**DOKUMENTTEXT**
..............................

Schwäbische Zeitung (Friedrichshafen)
Die Positionen der Parteien
Der Dieselskandal hat das Vertrauen der Menschen in die Wirtschaft schwer erschüttert. Der Betrug ist nicht die erste Affäre in den vergangenen Jahren, in der die Wirtschaftselite gegen Gesetze oder gegen die Grundsätze der guten Geschäftsführung verstoßen hat. Was werden Sie tun, wenn Ihre Partei nach der Bundestagwahl die Regierung stellt, damit solche Verbrechen nicht mehr vorkommen?

..............................

**DATENZEILEN**
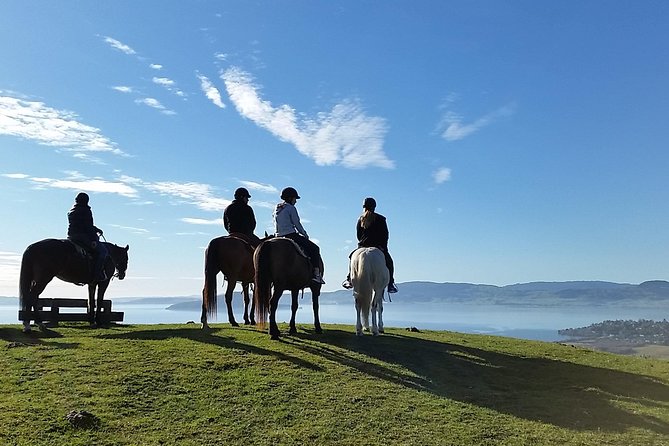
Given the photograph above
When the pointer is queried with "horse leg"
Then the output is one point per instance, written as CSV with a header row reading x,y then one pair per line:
x,y
252,314
293,311
228,300
102,287
33,304
247,301
375,327
379,308
91,305
273,305
203,317
358,321
314,304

..............................

**AUFGABE A**
Schreiben Sie aus dem Text zum Dieselskandal die Passage von "Schwäbische Zeitung (Friedrichshafen)" bis "nicht mehr vorkommen?" ab.
**AUFGABE B**
Beantworten Sie zum Text über den Dieselskandal diese Fragen:
(i) Welche Zeitung wird im Kopf des Textes genannt?
(ii) Wie lautet die Überschrift?
(iii) Gegen was hat die Wirtschaftselite laut Text verstoßen?

**LÖSUNG A**
Schwäbische Zeitung (Friedrichshafen)
Die Positionen der Parteien
Der Dieselskandal hat das Vertrauen der Menschen in die Wirtschaft schwer erschüttert. Der Betrug ist nicht die erste Affäre in den vergangenen Jahren, in der die Wirtschaftselite gegen Gesetze oder gegen die Grundsätze der guten Geschäftsführung verstoßen hat. Was werden Sie tun, wenn Ihre Partei nach der Bundestagwahl die Regierung stellt, damit solche Verbrechen nicht mehr vorkommen?

**LÖSUNG B**
(i) Schwäbische Zeitung (Friedrichshafen)
(ii) Die Positionen der Parteien
(iii) Gegen Gesetze oder gegen die Grundsätze der guten Geschäftsführung